## Exercise brief:
Rewrite the rows below, changing each "rough mask" to "coarse mask" and keeping everything else the same. Leave the pictures out.

## Recorded information:
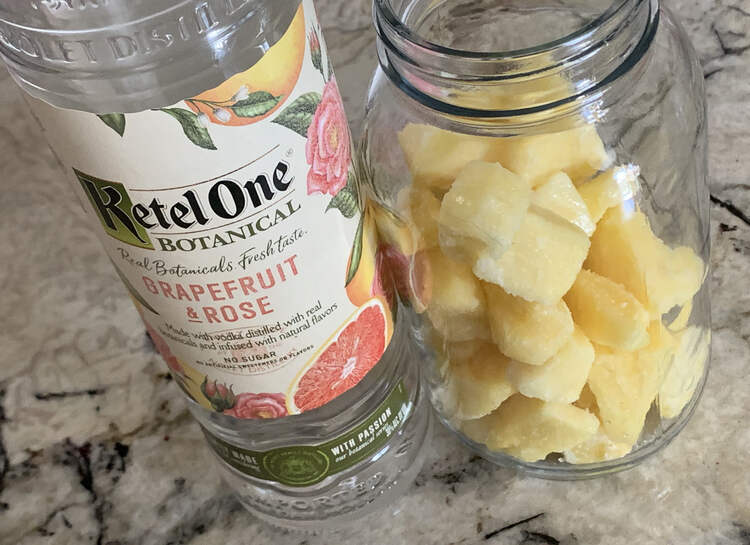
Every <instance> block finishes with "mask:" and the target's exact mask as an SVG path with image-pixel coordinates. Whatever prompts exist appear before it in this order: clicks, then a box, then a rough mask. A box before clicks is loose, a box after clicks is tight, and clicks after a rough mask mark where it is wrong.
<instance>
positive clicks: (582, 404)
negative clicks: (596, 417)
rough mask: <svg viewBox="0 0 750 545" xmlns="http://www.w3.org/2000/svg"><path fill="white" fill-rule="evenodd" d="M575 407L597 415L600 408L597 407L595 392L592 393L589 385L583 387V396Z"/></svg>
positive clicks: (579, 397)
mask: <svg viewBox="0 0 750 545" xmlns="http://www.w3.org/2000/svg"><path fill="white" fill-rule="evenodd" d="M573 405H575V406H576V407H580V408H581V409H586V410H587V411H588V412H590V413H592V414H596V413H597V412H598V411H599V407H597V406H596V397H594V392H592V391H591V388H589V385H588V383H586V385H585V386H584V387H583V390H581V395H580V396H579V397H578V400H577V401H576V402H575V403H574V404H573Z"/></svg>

## Response to this exercise:
Every <instance> block finishes with "mask:" and the target's exact mask as an SVG path with image-pixel coordinates. Whatever prompts exist appear before it in this order: clicks, then a box, then a coarse mask. A box before clicks is loose, a box after clicks is tight, and clicks after a coarse mask mark where it is wrong.
<instance>
positive clicks: (582, 404)
negative clicks: (596, 417)
coarse mask: <svg viewBox="0 0 750 545" xmlns="http://www.w3.org/2000/svg"><path fill="white" fill-rule="evenodd" d="M575 407L597 415L600 408L597 407L595 392L592 393L589 385L583 387V396Z"/></svg>
positive clicks: (579, 397)
mask: <svg viewBox="0 0 750 545" xmlns="http://www.w3.org/2000/svg"><path fill="white" fill-rule="evenodd" d="M573 405H575V406H576V407H580V408H581V409H586V410H587V411H588V412H590V413H592V414H596V413H597V412H598V411H599V407H597V406H596V397H594V392H592V391H591V388H589V385H588V383H586V385H585V386H584V387H583V390H581V395H580V396H579V397H578V400H577V401H576V402H575V403H574V404H573Z"/></svg>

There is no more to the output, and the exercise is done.